┌──
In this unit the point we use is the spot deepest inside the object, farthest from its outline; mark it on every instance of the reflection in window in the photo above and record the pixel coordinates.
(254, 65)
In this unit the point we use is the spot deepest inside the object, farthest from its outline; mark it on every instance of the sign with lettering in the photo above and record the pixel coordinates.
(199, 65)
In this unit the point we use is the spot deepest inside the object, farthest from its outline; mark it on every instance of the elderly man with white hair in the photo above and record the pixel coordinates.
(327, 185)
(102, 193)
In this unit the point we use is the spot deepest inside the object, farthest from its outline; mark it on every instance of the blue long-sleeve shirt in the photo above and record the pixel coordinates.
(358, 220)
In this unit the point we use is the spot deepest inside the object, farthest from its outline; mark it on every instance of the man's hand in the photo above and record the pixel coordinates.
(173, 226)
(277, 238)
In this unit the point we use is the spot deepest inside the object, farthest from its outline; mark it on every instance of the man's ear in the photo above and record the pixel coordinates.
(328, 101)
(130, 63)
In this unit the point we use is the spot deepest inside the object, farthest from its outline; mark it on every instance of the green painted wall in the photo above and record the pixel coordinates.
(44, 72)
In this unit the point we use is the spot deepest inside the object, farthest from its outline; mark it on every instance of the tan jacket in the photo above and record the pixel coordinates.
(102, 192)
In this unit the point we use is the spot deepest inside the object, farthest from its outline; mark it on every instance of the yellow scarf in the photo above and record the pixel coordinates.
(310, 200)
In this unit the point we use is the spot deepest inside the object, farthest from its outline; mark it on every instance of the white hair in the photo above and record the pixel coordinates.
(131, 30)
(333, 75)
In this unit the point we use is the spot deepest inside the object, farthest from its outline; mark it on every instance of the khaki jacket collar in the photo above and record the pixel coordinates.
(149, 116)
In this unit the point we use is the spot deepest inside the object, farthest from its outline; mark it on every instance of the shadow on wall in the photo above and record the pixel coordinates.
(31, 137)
└──
PROBLEM DETAILS = Copy out every line above word for word, in the same order.

SOLUTION TO THIS PROBLEM =
In this unit the point we use is the spot deepest inside the object, farthest from its outline; mark it on every instance of the reflection in window in the photo above and record the pixel coordinates.
(254, 65)
In this unit the point we use is the spot deepest inside the object, farthest from its outline; mark it on every instance of the sign with lettering in the photo above and record the pixel coordinates.
(199, 65)
In this unit the point we use is the spot deepest inside the object, farthest from its outline; mark it on every instance of the elderly man with white hair in the photo above and record the pixel coordinates.
(327, 185)
(102, 193)
In this unit the point we use is the spot deepest inside the object, farthest from its outline; mark it on every instance of the blue long-sleeve shirt in the photo above and record the pixel coordinates.
(358, 220)
In this unit the point we use is the spot deepest inside the object, farthest from its outline; mark it on every instance of the man's hand in the photo above and record the pixel coordinates.
(173, 226)
(277, 238)
In this unit the point we use is the spot deepest inside the object, farthest from its outline; mark it on every instance of the man's ear in the photo above and record the pixel coordinates.
(328, 101)
(130, 63)
In this unit the point we use is the spot deepest inside the object, farthest from its outline; mark it on every instance of the green painted wall in the photo above and record the pixel coordinates.
(44, 72)
In this unit the point we use is the spot deepest inside the object, farthest from its outline; mark it on every instance of the tan jacket in the photo above and record the pixel coordinates.
(102, 192)
In this unit the point we use is the spot deepest inside the object, farthest from its outline; mark it on every instance of the yellow scarf in the photo above and record the pixel coordinates.
(310, 200)
In this unit the point we use is the spot deepest inside the object, farthest from its outline; mark it on every instance of the white hair in the photo above and record the pixel coordinates.
(131, 30)
(333, 75)
In this unit the point we use is the spot deepest inside the object, farthest from its outline; mark it on every instance of the khaki jacket collar in the photo above and record the pixel coordinates.
(149, 116)
In this unit the point we use is the spot deepest inside the object, farthest from its outline; mark it on every instance of the shadow on wall in the photo above and record the pixel coordinates.
(31, 137)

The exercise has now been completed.